---- DATA IN THIS EXERCISE
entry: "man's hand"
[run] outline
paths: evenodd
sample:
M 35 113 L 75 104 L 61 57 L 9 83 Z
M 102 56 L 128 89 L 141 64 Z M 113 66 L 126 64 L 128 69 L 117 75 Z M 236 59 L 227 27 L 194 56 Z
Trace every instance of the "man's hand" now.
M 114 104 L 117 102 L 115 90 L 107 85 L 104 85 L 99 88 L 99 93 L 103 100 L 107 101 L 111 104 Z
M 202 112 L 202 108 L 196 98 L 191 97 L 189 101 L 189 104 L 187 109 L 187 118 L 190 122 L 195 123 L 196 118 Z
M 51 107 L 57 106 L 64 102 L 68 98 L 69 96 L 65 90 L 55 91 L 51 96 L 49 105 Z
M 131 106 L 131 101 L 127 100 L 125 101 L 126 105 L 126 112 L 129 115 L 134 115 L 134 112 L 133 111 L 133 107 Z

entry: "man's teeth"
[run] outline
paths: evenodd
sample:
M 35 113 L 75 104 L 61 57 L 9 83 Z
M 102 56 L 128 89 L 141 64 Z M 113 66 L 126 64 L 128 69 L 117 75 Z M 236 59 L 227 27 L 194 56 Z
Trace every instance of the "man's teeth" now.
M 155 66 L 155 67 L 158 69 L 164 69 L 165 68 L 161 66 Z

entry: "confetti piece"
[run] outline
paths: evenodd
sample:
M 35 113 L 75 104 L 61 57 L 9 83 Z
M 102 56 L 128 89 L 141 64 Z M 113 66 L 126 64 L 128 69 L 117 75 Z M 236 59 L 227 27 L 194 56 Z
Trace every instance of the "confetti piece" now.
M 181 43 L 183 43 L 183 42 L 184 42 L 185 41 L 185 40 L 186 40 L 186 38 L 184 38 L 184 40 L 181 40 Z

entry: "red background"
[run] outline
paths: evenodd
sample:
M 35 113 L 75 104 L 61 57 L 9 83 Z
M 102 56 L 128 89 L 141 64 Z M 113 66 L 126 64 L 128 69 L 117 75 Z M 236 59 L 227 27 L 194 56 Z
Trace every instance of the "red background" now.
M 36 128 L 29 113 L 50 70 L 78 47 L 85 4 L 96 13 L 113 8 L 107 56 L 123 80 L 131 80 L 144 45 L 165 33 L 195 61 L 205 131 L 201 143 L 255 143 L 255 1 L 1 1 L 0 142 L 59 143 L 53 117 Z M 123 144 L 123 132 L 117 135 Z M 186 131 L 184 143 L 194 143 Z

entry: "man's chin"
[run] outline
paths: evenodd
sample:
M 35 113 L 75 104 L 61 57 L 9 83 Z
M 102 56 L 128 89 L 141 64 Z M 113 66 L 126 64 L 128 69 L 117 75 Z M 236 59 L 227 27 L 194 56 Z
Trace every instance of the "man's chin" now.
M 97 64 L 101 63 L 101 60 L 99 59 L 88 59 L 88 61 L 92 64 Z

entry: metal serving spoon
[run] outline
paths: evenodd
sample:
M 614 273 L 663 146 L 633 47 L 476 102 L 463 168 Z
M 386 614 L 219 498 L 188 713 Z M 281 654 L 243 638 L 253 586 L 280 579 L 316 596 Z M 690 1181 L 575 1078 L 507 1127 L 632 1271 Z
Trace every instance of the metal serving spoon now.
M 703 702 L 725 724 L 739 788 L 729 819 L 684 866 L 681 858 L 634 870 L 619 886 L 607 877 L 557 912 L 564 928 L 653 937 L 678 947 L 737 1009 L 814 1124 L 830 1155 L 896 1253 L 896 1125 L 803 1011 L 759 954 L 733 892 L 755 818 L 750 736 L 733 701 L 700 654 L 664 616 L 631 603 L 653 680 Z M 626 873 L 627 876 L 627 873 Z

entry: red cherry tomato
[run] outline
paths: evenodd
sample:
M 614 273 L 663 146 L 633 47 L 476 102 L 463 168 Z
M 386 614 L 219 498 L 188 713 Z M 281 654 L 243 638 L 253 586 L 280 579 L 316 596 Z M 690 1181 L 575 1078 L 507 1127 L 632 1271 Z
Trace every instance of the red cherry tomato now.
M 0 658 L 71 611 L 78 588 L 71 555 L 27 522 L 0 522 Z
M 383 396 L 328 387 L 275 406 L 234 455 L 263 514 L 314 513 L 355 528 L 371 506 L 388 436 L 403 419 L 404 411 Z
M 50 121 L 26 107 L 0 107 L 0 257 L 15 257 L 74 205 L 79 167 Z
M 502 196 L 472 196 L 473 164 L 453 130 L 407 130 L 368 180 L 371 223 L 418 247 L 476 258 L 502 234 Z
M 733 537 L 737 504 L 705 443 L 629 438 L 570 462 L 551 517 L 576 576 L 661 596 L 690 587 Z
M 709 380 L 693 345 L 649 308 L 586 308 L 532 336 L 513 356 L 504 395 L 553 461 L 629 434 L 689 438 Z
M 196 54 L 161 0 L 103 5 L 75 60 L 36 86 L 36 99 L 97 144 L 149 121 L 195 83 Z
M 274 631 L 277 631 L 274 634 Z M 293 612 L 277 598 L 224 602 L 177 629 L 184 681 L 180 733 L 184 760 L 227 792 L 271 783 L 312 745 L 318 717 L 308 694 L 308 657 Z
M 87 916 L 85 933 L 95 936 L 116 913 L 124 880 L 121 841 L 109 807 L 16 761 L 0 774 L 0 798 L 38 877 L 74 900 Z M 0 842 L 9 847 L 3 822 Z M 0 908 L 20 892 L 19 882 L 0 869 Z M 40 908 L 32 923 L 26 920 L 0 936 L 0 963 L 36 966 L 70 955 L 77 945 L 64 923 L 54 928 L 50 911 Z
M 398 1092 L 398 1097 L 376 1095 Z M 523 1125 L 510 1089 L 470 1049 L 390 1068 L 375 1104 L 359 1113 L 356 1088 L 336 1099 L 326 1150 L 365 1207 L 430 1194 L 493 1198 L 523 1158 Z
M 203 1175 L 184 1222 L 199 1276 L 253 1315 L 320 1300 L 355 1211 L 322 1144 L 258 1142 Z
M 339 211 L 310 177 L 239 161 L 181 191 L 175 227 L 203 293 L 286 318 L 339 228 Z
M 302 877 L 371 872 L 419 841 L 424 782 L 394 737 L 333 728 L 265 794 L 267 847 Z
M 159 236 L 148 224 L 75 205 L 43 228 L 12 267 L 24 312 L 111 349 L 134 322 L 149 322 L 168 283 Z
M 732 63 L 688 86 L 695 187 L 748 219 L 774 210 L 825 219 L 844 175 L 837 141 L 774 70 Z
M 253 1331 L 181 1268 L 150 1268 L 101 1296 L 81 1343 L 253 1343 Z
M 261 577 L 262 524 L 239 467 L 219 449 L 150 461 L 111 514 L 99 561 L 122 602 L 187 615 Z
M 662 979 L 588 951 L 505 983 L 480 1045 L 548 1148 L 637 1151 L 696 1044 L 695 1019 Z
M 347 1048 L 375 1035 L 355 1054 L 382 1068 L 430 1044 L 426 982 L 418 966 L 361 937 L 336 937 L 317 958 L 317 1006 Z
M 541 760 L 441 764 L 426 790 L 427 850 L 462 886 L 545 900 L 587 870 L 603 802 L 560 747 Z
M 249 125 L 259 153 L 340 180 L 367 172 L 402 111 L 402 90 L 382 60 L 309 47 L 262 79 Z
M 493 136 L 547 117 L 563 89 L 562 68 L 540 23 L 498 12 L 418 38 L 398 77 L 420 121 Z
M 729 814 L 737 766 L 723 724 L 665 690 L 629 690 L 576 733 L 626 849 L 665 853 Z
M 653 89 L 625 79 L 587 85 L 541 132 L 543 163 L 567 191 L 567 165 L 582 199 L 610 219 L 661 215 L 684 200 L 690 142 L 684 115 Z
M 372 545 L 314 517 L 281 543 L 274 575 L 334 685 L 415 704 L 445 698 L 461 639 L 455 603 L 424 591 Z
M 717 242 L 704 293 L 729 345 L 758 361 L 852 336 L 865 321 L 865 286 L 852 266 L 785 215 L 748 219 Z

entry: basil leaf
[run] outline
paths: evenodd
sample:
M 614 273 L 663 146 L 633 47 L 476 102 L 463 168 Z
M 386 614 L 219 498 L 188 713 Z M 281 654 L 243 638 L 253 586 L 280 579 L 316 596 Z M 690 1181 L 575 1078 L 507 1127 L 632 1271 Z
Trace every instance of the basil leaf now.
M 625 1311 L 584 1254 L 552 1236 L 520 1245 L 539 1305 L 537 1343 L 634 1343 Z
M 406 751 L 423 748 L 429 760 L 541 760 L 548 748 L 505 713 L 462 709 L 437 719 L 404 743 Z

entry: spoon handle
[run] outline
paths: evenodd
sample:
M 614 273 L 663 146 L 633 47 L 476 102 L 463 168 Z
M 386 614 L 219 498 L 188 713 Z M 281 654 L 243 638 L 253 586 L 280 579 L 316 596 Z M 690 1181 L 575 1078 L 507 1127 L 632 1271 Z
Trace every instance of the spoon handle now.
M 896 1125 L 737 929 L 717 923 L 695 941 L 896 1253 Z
--------
**TASK TO CARRY OUT**
Rewrite the listing from the line containing "entry: basil leaf" up to and including its last line, changing "every instance" to "each instance" and leaving everything else as it is.

**SOLUTION FOR THIS TASK**
entry: basil leaf
[run] outline
paths: evenodd
sample:
M 614 273 L 663 146 L 633 47 L 476 102 L 463 168 Z
M 386 614 L 219 498 L 188 713 Z M 281 654 L 243 638 L 253 586 L 280 579 L 316 596 Z M 690 1181 L 575 1078 L 507 1127 L 632 1271 Z
Trace each instance of the basil leaf now.
M 625 1311 L 584 1254 L 552 1236 L 520 1245 L 539 1305 L 537 1343 L 634 1343 Z
M 406 751 L 423 748 L 429 760 L 541 760 L 548 748 L 505 713 L 462 709 L 437 719 L 404 743 Z

entry: spoon handle
[run] outline
paths: evenodd
sample:
M 614 273 L 663 146 L 633 47 L 476 102 L 463 168 Z
M 386 614 L 219 498 L 188 713 Z M 281 654 L 243 638 L 253 586 L 280 579 L 316 596 Z M 690 1181 L 575 1078 L 507 1127 L 632 1271 Z
Trace each instance of the spoon handle now.
M 896 1125 L 737 929 L 717 923 L 695 941 L 896 1253 Z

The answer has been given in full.